**SUPPLIED DATA**
▽
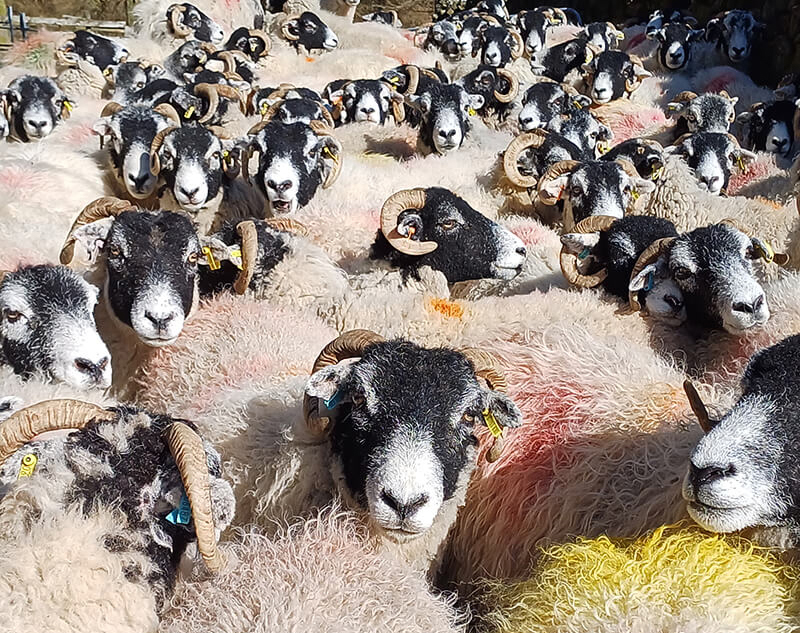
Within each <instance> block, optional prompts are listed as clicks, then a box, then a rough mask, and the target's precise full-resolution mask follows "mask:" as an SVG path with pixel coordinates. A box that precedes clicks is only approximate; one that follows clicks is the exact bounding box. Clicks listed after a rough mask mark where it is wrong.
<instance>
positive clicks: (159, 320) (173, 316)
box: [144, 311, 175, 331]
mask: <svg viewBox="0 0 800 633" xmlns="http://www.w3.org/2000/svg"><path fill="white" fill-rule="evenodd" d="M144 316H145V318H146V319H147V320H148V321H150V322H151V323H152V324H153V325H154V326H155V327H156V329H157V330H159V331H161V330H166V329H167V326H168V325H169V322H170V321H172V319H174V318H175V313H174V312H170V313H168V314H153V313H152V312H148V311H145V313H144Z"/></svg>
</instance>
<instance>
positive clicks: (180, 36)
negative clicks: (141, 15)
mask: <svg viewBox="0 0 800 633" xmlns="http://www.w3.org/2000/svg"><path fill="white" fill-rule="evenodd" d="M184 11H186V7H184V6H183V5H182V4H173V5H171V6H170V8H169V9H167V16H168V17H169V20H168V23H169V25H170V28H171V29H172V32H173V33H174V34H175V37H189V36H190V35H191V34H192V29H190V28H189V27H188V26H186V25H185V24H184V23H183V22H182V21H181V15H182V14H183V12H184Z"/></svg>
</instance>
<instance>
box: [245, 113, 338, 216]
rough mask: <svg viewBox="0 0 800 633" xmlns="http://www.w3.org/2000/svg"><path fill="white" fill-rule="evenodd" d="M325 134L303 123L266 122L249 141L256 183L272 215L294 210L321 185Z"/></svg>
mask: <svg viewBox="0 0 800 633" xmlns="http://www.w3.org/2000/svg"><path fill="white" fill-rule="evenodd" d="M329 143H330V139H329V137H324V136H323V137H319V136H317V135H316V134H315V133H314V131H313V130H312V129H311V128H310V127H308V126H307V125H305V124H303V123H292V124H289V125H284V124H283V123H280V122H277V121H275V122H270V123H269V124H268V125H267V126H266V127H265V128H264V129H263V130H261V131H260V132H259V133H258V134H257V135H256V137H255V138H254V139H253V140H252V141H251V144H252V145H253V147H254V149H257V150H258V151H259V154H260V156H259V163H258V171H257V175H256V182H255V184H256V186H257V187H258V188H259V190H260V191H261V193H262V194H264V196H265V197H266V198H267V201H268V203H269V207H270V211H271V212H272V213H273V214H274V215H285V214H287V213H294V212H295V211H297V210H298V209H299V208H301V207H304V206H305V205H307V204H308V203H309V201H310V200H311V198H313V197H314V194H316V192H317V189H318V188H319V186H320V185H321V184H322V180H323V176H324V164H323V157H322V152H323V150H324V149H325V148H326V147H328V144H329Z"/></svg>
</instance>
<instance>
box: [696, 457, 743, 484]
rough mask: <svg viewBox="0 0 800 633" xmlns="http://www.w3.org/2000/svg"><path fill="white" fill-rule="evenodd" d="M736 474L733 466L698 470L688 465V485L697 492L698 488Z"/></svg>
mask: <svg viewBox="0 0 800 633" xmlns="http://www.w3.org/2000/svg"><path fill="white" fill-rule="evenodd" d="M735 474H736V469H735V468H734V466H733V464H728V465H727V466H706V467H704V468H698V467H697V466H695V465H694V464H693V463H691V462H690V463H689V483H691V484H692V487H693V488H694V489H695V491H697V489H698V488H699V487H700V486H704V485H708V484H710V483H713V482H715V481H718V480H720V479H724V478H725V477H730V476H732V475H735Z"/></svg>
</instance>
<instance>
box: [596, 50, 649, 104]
△
▽
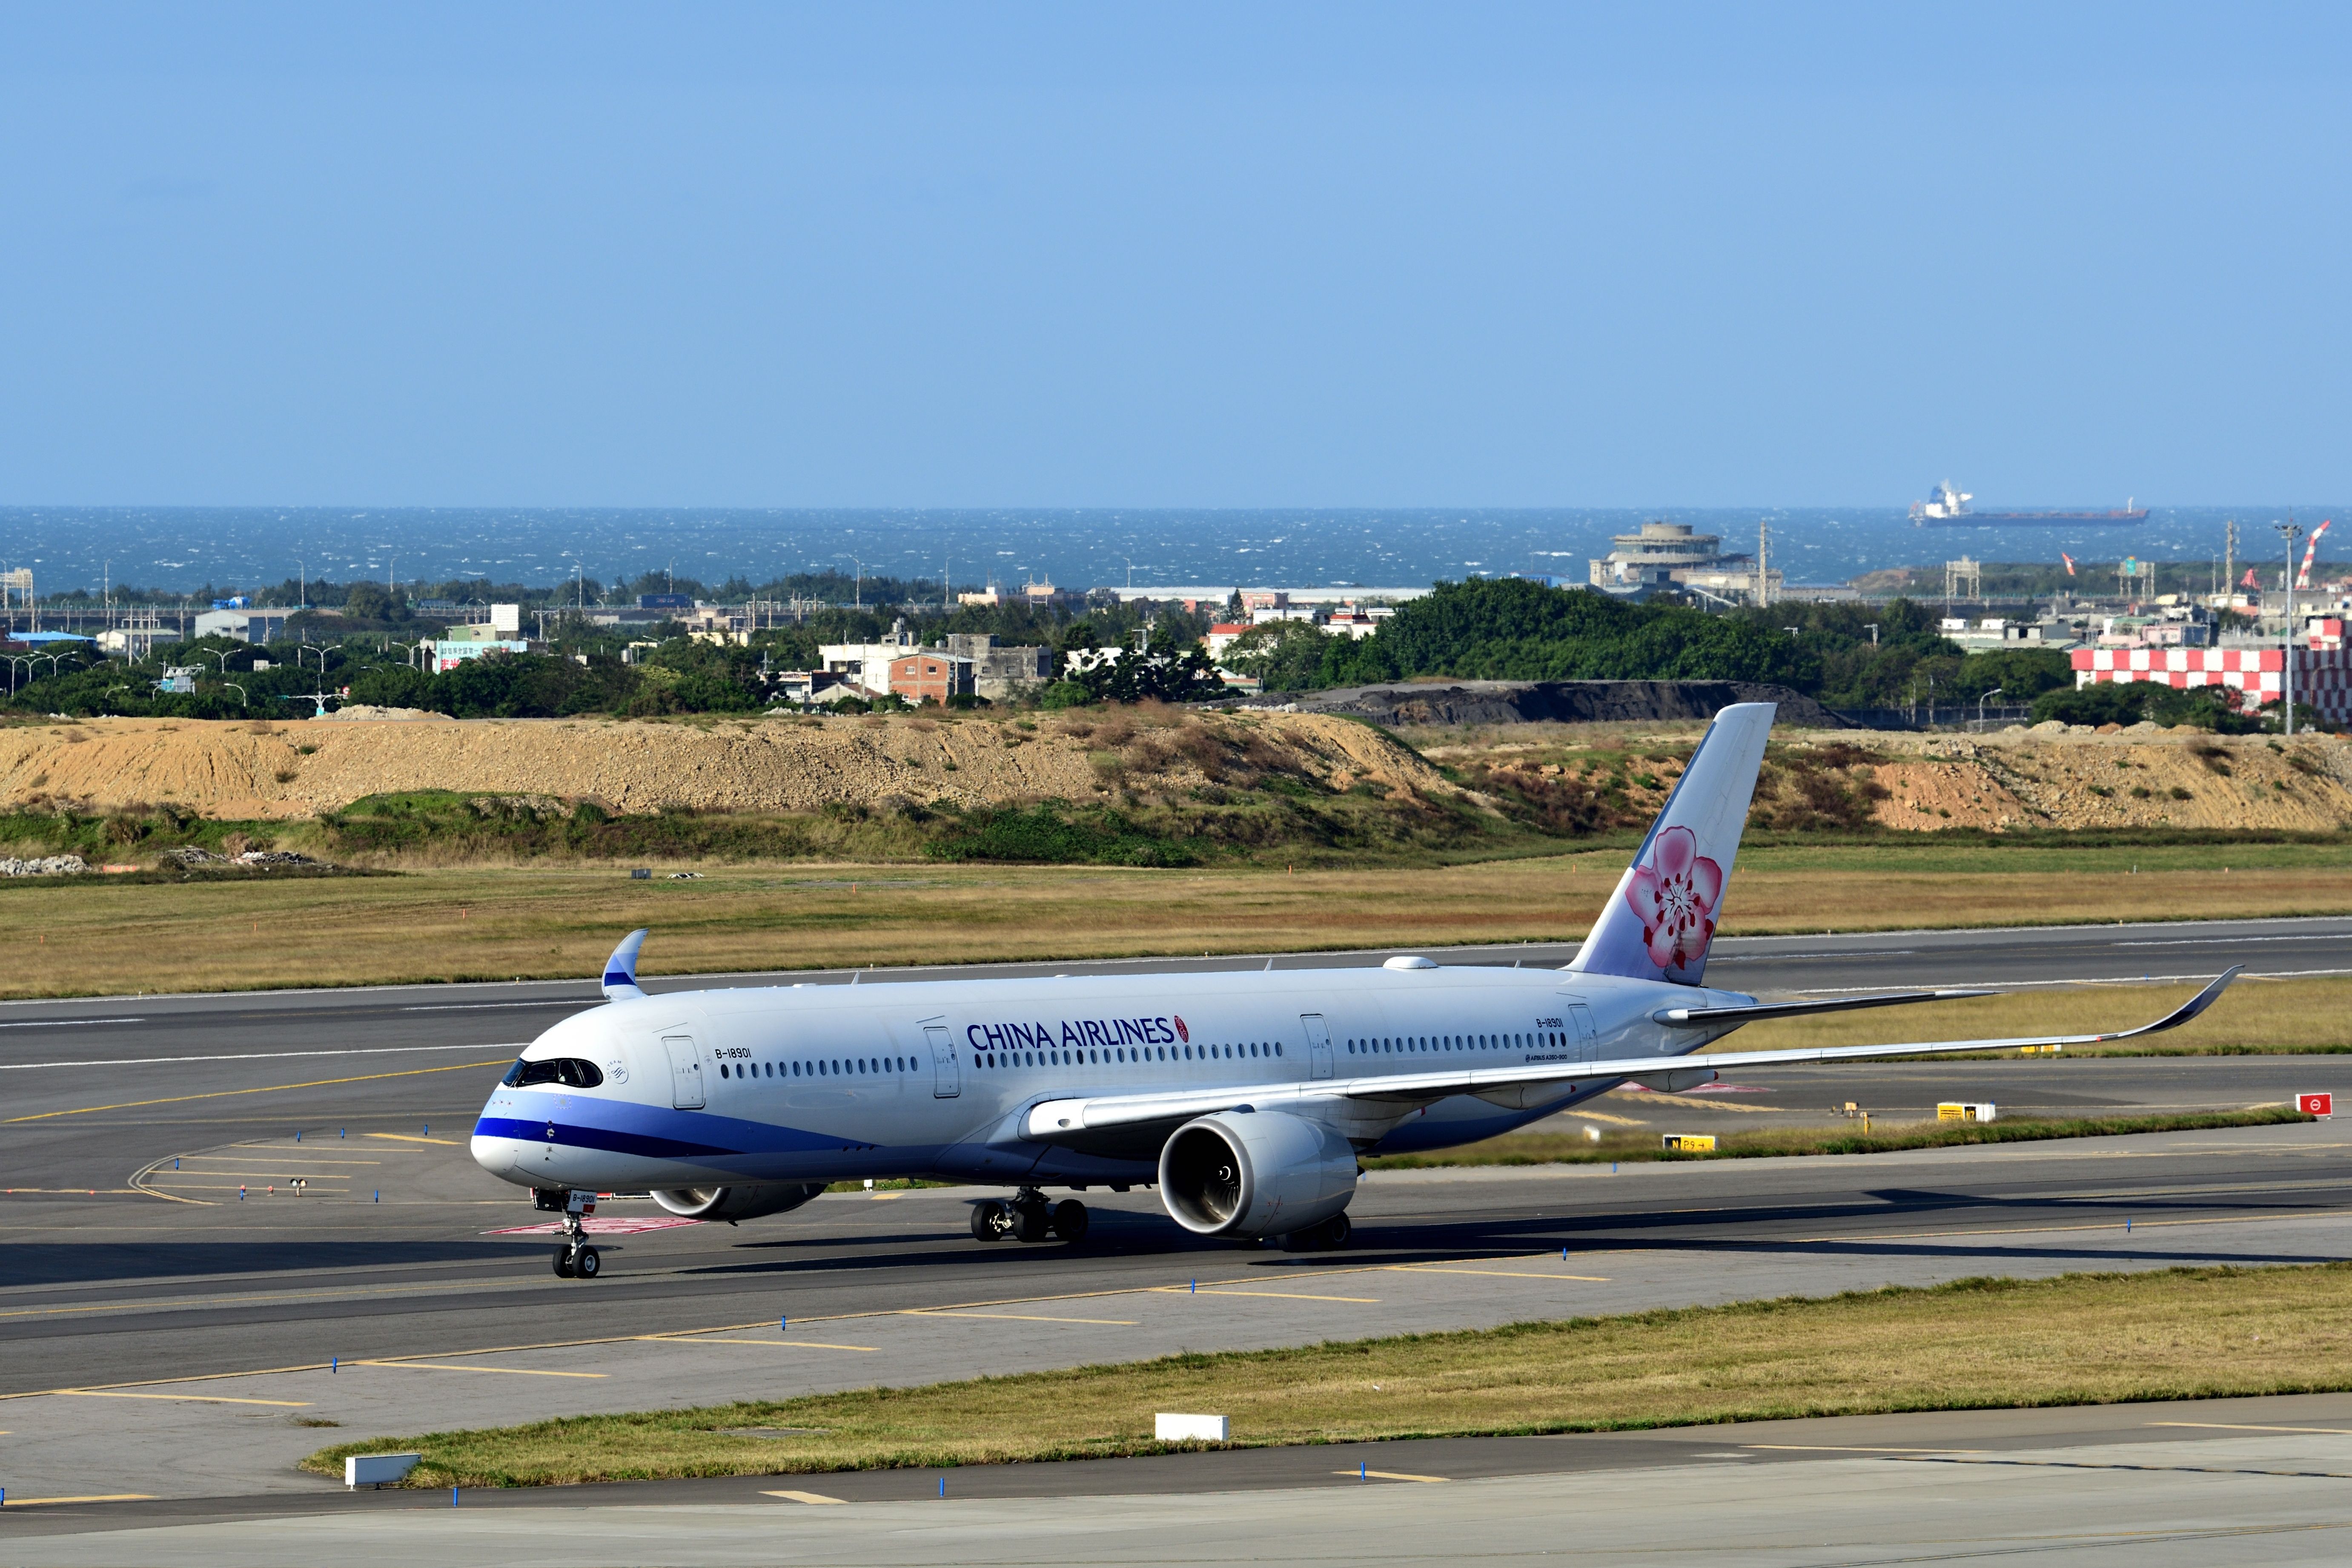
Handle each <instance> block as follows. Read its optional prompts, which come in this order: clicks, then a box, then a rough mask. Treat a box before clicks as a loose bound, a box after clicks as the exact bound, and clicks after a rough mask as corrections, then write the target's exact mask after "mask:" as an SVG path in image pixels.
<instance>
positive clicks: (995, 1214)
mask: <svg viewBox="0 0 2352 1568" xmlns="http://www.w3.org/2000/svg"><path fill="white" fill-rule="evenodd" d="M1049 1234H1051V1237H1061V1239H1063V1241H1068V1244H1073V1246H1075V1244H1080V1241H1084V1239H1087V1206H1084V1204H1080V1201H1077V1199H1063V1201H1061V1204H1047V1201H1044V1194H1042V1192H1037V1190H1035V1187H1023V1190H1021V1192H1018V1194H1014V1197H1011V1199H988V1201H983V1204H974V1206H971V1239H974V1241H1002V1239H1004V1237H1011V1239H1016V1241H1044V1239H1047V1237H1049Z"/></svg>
△
▽
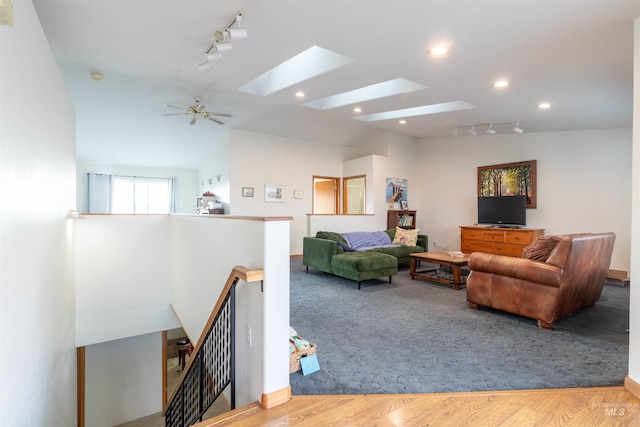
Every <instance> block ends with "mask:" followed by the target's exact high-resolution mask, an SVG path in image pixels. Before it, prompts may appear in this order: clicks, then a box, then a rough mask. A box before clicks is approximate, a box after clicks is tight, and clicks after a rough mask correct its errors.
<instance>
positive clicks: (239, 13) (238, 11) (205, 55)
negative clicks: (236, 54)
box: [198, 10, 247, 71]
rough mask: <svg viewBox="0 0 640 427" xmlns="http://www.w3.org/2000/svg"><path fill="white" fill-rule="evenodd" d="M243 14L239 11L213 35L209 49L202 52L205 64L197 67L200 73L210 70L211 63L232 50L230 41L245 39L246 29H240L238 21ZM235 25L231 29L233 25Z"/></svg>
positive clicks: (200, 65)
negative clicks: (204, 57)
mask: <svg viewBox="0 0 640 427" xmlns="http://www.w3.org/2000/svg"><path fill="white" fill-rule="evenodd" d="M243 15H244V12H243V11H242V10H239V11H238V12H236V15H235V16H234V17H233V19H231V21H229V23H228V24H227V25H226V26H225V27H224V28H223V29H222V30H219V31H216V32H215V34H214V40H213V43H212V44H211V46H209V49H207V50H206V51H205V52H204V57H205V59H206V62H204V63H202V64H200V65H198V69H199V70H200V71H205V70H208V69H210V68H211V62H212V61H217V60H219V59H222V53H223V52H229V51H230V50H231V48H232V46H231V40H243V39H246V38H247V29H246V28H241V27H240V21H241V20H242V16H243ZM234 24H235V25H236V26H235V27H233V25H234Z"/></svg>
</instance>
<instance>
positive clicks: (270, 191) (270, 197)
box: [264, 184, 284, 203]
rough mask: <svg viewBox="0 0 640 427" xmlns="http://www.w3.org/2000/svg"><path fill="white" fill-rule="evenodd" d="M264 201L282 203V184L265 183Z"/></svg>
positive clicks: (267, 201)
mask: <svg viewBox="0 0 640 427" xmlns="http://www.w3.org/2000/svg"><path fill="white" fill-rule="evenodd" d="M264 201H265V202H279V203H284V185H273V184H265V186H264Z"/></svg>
△
Quote the data above from the line containing "Every <instance> block" to the line containing "positive clicks: (200, 65)", inclusive, and stop.

**YOUR SOLUTION**
Every <instance> block ends with "mask:" followed by the target's exact high-resolution mask, an SVG path in image pixels. Before it, prompts may appear in this order: clicks, then a box, then a rough mask. A box before clicks is approximate, a box after clicks is tight, and clicks after a rough mask correct its errors.
<instance>
positive clicks: (239, 13) (238, 11) (205, 55)
negative clicks: (236, 54)
box: [198, 10, 247, 71]
rough mask: <svg viewBox="0 0 640 427" xmlns="http://www.w3.org/2000/svg"><path fill="white" fill-rule="evenodd" d="M243 14L239 11L213 35L209 49L202 52L205 64L197 67L200 73L210 70L211 63L232 50L230 41L245 39L246 29H240L238 21ZM235 25L231 29L233 25Z"/></svg>
positive clicks: (200, 65)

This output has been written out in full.